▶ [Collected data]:
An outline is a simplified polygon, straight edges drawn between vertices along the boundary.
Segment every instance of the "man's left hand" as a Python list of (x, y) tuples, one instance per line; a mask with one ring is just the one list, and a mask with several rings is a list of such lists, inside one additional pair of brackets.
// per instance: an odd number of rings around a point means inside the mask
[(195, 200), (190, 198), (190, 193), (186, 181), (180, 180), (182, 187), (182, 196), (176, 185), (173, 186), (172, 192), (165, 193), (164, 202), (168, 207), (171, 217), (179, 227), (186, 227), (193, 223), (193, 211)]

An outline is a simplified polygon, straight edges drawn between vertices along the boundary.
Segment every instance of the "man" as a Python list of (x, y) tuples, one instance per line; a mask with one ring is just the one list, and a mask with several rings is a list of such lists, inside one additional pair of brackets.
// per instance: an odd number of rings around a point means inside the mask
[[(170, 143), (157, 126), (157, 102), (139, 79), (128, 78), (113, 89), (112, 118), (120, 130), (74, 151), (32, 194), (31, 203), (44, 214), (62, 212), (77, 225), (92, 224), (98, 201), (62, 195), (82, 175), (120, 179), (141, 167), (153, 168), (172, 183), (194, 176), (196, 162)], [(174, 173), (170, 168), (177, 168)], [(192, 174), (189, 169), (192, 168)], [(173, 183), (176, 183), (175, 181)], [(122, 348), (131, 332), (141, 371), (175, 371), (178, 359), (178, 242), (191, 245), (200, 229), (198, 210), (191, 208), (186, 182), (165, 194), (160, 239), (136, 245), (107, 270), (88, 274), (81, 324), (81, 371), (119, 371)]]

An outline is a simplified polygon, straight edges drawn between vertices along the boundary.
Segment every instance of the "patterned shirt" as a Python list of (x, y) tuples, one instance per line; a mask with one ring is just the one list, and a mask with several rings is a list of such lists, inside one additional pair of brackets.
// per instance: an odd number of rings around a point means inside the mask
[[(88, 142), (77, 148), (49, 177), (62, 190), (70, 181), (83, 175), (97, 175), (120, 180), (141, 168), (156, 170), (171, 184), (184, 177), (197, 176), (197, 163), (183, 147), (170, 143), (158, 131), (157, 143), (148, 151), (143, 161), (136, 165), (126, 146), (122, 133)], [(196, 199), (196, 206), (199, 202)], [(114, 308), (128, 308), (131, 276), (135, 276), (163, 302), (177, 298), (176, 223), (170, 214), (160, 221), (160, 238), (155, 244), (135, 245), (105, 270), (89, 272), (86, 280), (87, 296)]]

▶ [What the task requires]: Write out the entries above once more, without altering anything.

▶ [Exercise solution]:
An outline is a simplified polygon, straight edges drawn between vertices along the boundary.
Segment every instance of the "man's left hand" as a Python list of (x, y) tuples, one instance per line; a mask with one ring is just the one list, and a mask with several rings is a list of such lists, inside one additional pair of brackets.
// per instance: an odd number of rings around a point means inside the mask
[(195, 200), (190, 198), (190, 193), (186, 181), (180, 180), (182, 187), (182, 196), (176, 185), (173, 186), (172, 192), (165, 193), (164, 202), (168, 207), (171, 217), (179, 227), (186, 227), (193, 223), (193, 211)]

An outline is a simplified polygon, straight edges drawn between vertices along the boundary.
Segment every instance of the "man" as a Python list of (x, y) tuples, one instance per line; a mask with one ring is just the one list, and a mask with several rings is a list of such lists, inside one additional pair of brackets.
// per instance: an odd number of rings around a point means inside the mask
[[(170, 143), (157, 126), (157, 102), (139, 79), (128, 78), (113, 89), (112, 118), (120, 130), (74, 151), (32, 194), (31, 203), (44, 214), (62, 212), (77, 225), (92, 224), (98, 201), (62, 195), (82, 175), (120, 179), (141, 167), (153, 168), (172, 183), (194, 176), (196, 162)], [(174, 173), (170, 168), (177, 168)], [(192, 174), (189, 169), (192, 168)], [(173, 183), (176, 183), (175, 181)], [(122, 348), (131, 332), (141, 371), (175, 371), (178, 359), (178, 242), (191, 245), (200, 229), (198, 210), (191, 208), (186, 182), (165, 194), (160, 239), (136, 245), (107, 270), (88, 274), (81, 324), (81, 371), (119, 371)]]

An outline is a simplified polygon, straight edges drawn between vertices along the boundary.
Segment every instance of the "patterned shirt" as a Python list of (x, y) tuples, one instance per line; a mask with one ring is just the one list, and a mask with several rings is a list of such lists, inside one additional pair of brackets.
// per instance: an odd number of rings around a point means inside the mask
[[(88, 142), (77, 148), (49, 177), (62, 190), (70, 181), (83, 175), (97, 175), (120, 180), (141, 168), (156, 170), (171, 184), (184, 177), (197, 176), (197, 163), (183, 147), (170, 143), (158, 131), (157, 143), (148, 151), (143, 161), (136, 165), (126, 146), (122, 133)], [(196, 199), (196, 206), (199, 202)], [(114, 308), (128, 308), (131, 276), (135, 276), (163, 302), (177, 298), (176, 223), (170, 214), (160, 221), (160, 238), (155, 244), (135, 245), (105, 270), (89, 272), (86, 280), (87, 296)]]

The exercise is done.